▶ EXERCICES À RÉALISER
(1) Relevez, dans le texte sur le film « L'Indien de Guy Môquet », tous les gestes successifs de l'homme aperçu sur le trottoir.
(2) Reformulez sous forme de liste concise le paragraphe du texte sur le film « L'Indien de Guy Môquet » qui commence par « Il s'agit d'un film où », en gardant ses faits principaux.

L'Indien de Guy Môquet
L’Indien de Guy Môquet est un film en embuscade. Un geste énigmatique, aperçu au hasard d’un trottoir : un homme secoue son téléphone vers le ciel, s’arrête, le fixe longuement, recommence. Pourquoi ? Que tente-t-il de capter – du réseau ? un signe ? un dieu ? La cinéaste décide de rester, de filmer et d’enquêter.
Il s’agit d’un film où il ne se passe presque rien, et pourtant tout s’ouvre à partir du geste d’un inconnu : la rue devient un théâtre. Un espace partagé – sous l’œil des panneaux publicitaires, dans la rumeur continue du dehors – où surgit, au détour d’un plan, l’anormal. L’enquête peut commencer. La cinéaste répète inlassablement les prises de vue, multiplie les pistes, mais toujours reste à distance : elle observe, s’approche lentement, retarde la rencontre.

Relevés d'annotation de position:
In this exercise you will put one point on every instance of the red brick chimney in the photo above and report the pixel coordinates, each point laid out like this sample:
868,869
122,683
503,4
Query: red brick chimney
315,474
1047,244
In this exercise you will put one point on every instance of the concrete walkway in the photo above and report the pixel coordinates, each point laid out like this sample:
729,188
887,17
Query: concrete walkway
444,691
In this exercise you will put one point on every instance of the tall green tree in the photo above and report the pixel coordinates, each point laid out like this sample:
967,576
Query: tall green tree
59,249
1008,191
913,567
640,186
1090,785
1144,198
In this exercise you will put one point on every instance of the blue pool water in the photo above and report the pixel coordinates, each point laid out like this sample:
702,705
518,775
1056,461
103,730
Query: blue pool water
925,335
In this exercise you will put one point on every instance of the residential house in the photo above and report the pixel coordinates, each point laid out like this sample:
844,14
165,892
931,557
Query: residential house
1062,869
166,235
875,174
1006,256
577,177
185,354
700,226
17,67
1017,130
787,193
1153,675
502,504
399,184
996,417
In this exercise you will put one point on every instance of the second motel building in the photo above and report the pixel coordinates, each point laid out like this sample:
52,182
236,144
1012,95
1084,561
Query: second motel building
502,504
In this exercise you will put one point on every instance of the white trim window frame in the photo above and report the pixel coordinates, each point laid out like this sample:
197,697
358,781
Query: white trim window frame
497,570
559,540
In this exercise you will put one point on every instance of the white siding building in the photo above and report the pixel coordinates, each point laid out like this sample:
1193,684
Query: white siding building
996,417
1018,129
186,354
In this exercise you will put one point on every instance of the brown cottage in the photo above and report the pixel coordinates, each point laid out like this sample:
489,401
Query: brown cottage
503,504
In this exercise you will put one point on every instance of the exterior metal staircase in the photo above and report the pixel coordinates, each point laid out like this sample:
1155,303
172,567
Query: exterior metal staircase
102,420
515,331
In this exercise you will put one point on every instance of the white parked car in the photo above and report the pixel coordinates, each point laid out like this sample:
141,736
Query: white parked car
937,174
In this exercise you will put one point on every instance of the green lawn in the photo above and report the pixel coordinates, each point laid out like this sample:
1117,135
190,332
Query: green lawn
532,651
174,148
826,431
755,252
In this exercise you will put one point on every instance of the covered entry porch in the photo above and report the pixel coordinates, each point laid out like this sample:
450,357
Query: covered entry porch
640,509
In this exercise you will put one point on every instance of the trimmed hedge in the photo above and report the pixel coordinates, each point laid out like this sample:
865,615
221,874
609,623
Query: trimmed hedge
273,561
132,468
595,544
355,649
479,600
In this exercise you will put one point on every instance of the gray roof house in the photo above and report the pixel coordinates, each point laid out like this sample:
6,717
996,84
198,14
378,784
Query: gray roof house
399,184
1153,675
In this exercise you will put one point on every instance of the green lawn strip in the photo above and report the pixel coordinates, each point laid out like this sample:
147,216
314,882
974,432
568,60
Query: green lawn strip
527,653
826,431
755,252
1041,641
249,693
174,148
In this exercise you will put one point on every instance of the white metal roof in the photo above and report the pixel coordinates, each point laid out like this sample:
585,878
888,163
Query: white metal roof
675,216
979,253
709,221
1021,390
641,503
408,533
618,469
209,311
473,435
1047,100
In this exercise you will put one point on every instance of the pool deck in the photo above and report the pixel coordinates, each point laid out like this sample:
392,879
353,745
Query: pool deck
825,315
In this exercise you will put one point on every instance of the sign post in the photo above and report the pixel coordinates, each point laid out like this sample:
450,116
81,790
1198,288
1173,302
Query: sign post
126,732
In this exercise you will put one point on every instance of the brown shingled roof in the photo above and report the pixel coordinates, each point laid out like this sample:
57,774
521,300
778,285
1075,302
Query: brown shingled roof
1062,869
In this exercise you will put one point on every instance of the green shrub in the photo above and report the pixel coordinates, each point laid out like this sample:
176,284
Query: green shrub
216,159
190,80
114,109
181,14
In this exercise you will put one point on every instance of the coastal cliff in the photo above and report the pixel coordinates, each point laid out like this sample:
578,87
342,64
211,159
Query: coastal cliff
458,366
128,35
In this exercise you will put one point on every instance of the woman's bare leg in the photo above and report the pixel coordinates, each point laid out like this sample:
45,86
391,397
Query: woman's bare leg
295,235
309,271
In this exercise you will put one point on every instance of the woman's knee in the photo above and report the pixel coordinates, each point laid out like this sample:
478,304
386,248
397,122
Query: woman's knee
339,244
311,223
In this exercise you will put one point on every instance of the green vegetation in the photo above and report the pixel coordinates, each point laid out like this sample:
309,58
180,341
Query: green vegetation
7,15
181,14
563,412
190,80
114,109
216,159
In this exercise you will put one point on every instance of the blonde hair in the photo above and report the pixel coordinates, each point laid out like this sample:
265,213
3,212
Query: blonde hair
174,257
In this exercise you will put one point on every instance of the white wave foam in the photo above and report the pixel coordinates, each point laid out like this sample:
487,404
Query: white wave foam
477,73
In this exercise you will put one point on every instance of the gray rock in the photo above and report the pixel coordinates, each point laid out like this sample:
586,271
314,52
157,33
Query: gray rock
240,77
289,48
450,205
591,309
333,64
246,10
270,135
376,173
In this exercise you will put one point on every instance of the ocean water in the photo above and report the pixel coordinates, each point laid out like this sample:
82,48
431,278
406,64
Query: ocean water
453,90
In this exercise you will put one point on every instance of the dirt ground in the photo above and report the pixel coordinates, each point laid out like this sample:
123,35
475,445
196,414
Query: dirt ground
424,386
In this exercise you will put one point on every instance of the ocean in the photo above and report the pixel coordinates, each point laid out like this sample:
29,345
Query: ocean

▶ LISTE DES SOLUTIONS
(1)
- Il secoue son téléphone vers le ciel.
- Il s'arrête.
- Il le fixe longuement.
- Il recommence.

(2)
- Dans ce film, il ne se passe presque rien, mais tout s'ouvre à partir du geste d'un inconnu.
- La rue devient un théâtre : c'est un espace partagé, sous les panneaux publicitaires et dans la rumeur du dehors, où surgit l'anormal.
- L'enquête peut alors commencer.
- La cinéaste répète les prises de vue et multiplie les pistes, tout en restant à distance : elle observe, s'approche lentement et retarde la rencontre.